__Enunciado A__
Resuma em duas frases o texto sobre os profissionais contratados na saúde de Belo Horizonte.
__Enunciado B__
Continue o texto sobre os profissionais contratados na saúde de Belo Horizonte a partir da última frase apresentada.

__Texto de leitura__

────────

Mais de 60% dos profissionais são contratados
O diretor do Sindicato dos Servidores Públicos Municipais de Belo Horizonte (Sindibel), Bruno Pedralva, disse que a estimativa da entidade é que, só entre os técnicos de enfermagem, pelo menos 60% são contratados – os salários giram entre R$ 952,91 e R$ 1.148,92, sem benefícios. "E são pessoas que ficam dois anos, no máximo, e podem ter o contrato rescindido a qualquer momento. Naturalmente, procuram um lugar que tenha mais segurança e melhores salários, como os pagos por prefeituras da Grande BH", citou.
Além da sobrecarga de trabalho, o dirigente lembrou que a situação prejudica a qualidade dos serviços de saúde. "Neste momento, na UPA de Venda Nova, tem sete pacientes entubados e, se as normas fossem seguidas, seria um técnico de enfermagem para cada duas pessoas. Com as escalas desfalcadas, atender isso fica praticamente impossível. Já solicitamos à prefeitura qual é o déficit real de trabalhadores, mas é muito dinâmico. Só na UPA Pampulha, por exemplo, faltam mais de 40".

────────

__Dados fornecidos__
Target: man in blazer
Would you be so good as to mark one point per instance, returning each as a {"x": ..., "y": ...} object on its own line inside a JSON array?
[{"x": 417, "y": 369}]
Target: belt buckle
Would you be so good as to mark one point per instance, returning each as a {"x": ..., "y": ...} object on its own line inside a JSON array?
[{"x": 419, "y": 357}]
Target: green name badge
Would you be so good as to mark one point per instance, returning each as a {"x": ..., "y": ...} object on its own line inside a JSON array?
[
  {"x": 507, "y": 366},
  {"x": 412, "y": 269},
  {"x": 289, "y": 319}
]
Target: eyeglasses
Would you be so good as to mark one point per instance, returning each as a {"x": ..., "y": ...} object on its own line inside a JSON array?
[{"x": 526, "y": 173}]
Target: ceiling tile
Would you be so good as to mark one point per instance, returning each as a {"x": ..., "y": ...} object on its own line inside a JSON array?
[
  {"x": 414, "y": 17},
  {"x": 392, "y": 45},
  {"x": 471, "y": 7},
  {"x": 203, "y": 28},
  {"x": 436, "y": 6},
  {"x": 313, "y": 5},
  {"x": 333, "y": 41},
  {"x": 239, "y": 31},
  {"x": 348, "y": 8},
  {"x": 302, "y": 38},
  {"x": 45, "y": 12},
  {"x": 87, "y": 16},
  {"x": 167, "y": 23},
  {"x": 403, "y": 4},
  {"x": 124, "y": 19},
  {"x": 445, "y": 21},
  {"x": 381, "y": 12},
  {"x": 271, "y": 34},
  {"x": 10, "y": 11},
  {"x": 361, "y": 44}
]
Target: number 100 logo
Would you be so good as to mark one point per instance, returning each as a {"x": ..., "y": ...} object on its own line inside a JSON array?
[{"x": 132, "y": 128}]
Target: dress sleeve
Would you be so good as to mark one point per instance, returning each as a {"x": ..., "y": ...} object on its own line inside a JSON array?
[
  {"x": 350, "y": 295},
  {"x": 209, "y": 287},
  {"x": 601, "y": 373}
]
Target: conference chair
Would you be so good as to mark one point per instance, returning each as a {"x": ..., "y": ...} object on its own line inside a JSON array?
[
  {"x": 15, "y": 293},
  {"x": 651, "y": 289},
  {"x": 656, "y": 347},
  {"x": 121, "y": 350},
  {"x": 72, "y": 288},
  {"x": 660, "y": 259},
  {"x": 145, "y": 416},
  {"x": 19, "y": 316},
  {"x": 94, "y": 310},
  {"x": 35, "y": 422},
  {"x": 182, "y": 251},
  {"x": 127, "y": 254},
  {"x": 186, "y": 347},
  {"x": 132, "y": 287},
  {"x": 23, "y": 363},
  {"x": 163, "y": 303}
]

────────

__Resposta A__
Segundo Bruno Pedralva, diretor do Sindibel, pelo menos 60% dos técnicos de enfermagem são contratados, com salários entre R$ 952,91 e R$ 1.148,92, sem benefícios, e contratos de no máximo dois anos que podem ser rescindidos a qualquer momento. Ele afirma que as escalas desfalcadas causam sobrecarga de trabalho e prejudicam a qualidade dos serviços de saúde, e cita a UPA de Venda Nova, com sete pacientes entubados, e a UPA Pampulha, onde faltam mais de 40.

__Resposta B__
Já o Conselho Regional de Enfermagem de Minas Gerais (Coren-MG) realizou nesta terça-feira (16) uma fiscalização no SAMU da capital. Para o presidente da entidade, Bruno Farias, a situação é crítica e ele só não defende uma greve geral neste momento por conta da situação da pandemia.
"Um terço dos profissionais de saúde contaminados pela Covid-19 são profissionais de enfermagem. Mesmo na linha de frente, os técnicos recebem míseros R$ 70 por mês de adicional de insalubridade. Isso é um absurdo. E há trabalhadores suficientes para atender a demanda, mas muitos vão para outras áreas por conta dessa situação", declarou. De acordo com o Sindibel, mais de 90% dos profissionais recebem a título de adicional de insalubridade pelo risco médio um valor irrisório de R$ 71,70 por mês ou R$ 3,58 por dia.
O que diz a prefeitura?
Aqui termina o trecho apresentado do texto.